* [Supplied passage]:
________________________________________
Generous anonymous donor offers opportunities at Purdue
Thanks to an anonymous donor, the Purdue University College of Veterinary Medicine now offers a fully endowed teaching programme in poultry medicine.
The programme supports one or more graduate students in a training and residency programme in the college's Department of Comparative Pathobiology. The programme helps meet a need for poultry veterinarians, said Pat Wakenell, associate professor of avian diagnostics at Purdue and co-head of avian diagnostics at the Indiana Animal Disease Diagnostic Laboratory.
"With the rise in popularity of the general public running hobby farms, there is a lack of knowledge and skills needed to address the health and wellness of poultry and other livestock," Wakenell said.
She said the programme helps provide a solution by integrating poultry medicine into the block schedule for fourth-year doctor of veterinary medicine students. Three 2012 Purdue DVM graduates went on to pursue jobs in the field.
In addition, the residency programme will provide training in all major areas of an active poultry medicine practice such as diagnostic pathology and farm visits, Wakenell said. It also incorporates a training curriculum designed to lead to board certification in either the American College of Veterinary Pathologists or the American College of Poultry Veterinarians.
________________________________________
* [Tasks and exercises]:
A. From the Purdue poultry medicine article, reproduce the part starting at "Generous anonymous donor" and ending at "in poultry medicine.", swapping "anonymous donor" for "private benefactor".
B. Shorten the paragraph of the Purdue poultry medicine article that begins "In addition, the residency programme" into a single sentence that keeps its main facts.
C. Extend the Purdue poultry medicine article with a few sentences that pick up after its final sentence.
The entries come from a separate source unrelated to the article.

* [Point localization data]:
________________________________________
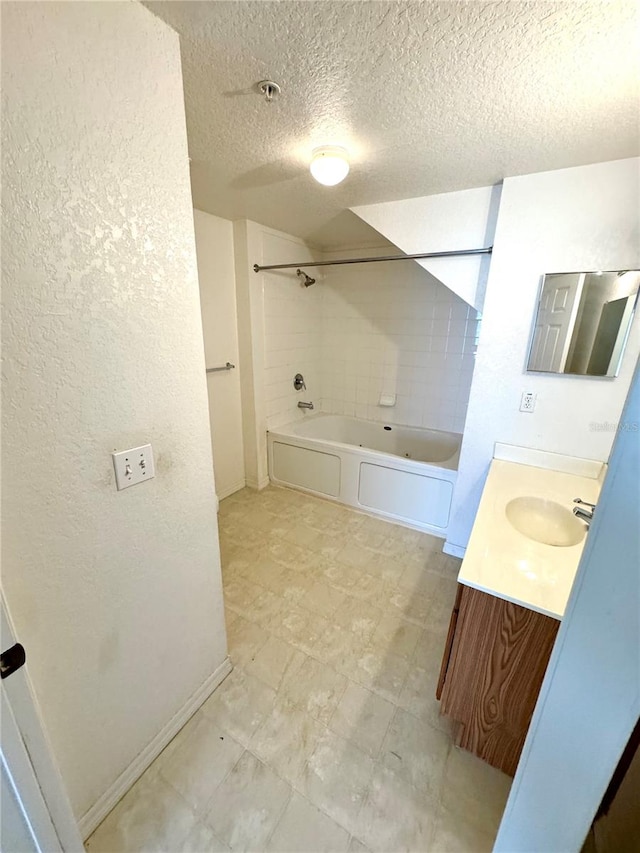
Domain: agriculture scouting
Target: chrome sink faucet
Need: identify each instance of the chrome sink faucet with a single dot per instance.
(585, 514)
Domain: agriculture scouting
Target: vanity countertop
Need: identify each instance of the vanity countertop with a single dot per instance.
(506, 563)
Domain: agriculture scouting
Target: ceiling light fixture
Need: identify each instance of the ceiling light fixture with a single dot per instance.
(329, 165)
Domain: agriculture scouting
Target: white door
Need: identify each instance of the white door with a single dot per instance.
(35, 813)
(555, 320)
(216, 274)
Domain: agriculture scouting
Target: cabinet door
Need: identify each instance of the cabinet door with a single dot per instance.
(498, 660)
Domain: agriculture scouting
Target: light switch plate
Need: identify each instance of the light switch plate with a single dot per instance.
(133, 466)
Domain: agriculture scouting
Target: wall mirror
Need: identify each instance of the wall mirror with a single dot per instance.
(582, 322)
________________________________________
* [Expected outputs]:
A.
Generous private benefactor offers opportunities at Purdue
Thanks to an private benefactor, the Purdue University College of Veterinary Medicine now offers a fully endowed teaching programme in poultry medicine.

B. According to Wakenell, the residency will train participants in all major areas of an active poultry medicine practice, such as diagnostic pathology and farm visits, and includes a curriculum meant to lead to board certification in either the American College of Veterinary Pathologists or the American College of Poultry Veterinarians.

C.
Purdue's first resident in the programme, Yuko Sato, a 2012 doctor of veterinary medicine graduate, started the programme in August 2012 and plans to continue for three years. Wakenell said the programme plans to have a second resident start in July.
"One of the goals is to graduate a poultry veterinarian every year," Wakenell said. "We've had great support from the Indiana State Poultry Association, which is providing financial assistance with travel for residents who are working with clients around the state. We're seeking additional private fundraising to further grow the endowed teaching programme."